Simmons, linebackers maturing after 2014

TJ Simmons has a new look.

The trademark dreadlocks that poured from the junior linebacker’s helmet in 2013-14 have been shaved from his head.

“I’m going for a more mature look,” Simmons said. “I had to go down a helmet size, and the family didn’t really like the dreads.”

It’s not just his look that has matured, though.

The entire front seven, and the linebackers that Simmons leads, have all matured as well, coming off of a season where lack of experience was a vulnerability.

“I do think this is the best front seven we’ve had since I’ve been here,” Simmons said. “I think it’s because of our experience.”

Simmons, the most experienced linebacker outside of redshirt senior bandit Zack Shaw, has started since he was a true freshman in 2013 and found success in defensive coordinator Brian Knorr’s new 3-4 scheme as a sophomore in 2014, recording 72 tackles — the second most on the team — and two sacks.

Last year, the linebacking core consisted of then-freshman Tegray Scales, then-sophomores Simmons and Darius Latham and then-junior Nick Mangieri, with 
several other younger linebackers littered throughout the season, after Marcus Oliver tore his ACL.

-- -- --

Print the passage of the linebacker article from "TJ Simmons has" to "has matured, though.", copied word for word. The listing comes from a separate source and has no link to the article.

**Dataset records**
-- -- --

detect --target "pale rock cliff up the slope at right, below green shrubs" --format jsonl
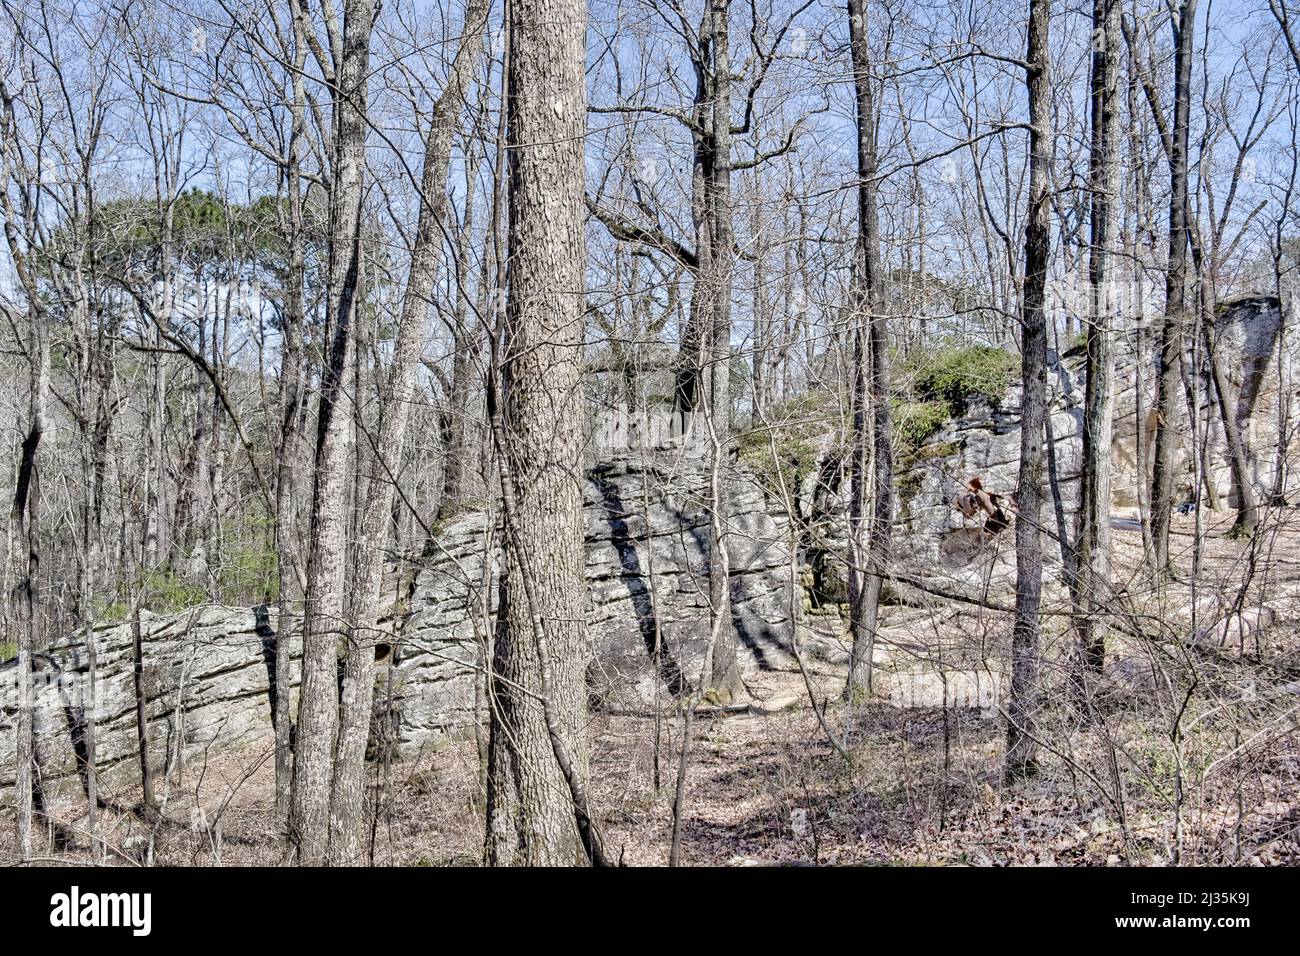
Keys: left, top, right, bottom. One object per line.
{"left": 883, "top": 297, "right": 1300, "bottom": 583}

-- -- --

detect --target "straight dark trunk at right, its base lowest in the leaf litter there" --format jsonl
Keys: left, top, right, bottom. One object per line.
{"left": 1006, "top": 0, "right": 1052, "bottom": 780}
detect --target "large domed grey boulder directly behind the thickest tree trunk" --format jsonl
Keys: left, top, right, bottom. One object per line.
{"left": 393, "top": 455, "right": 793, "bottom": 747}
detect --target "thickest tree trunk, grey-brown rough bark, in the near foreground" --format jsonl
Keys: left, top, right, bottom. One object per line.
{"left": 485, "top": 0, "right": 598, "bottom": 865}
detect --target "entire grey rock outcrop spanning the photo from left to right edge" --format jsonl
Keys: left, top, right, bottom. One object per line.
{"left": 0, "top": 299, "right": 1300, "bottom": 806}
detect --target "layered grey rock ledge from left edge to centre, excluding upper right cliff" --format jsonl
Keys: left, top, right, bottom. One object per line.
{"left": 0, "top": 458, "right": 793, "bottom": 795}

-- -- --

**Reply to the exercise**
TJ Simmons has a new look.

The trademark dreadlocks that poured from the junior linebacker’s helmet in 2013-14 have been shaved from his head.

“I’m going for a more mature look,” Simmons said. “I had to go down a helmet size, and the family didn’t really like the dreads.”

It’s not just his look that has matured, though.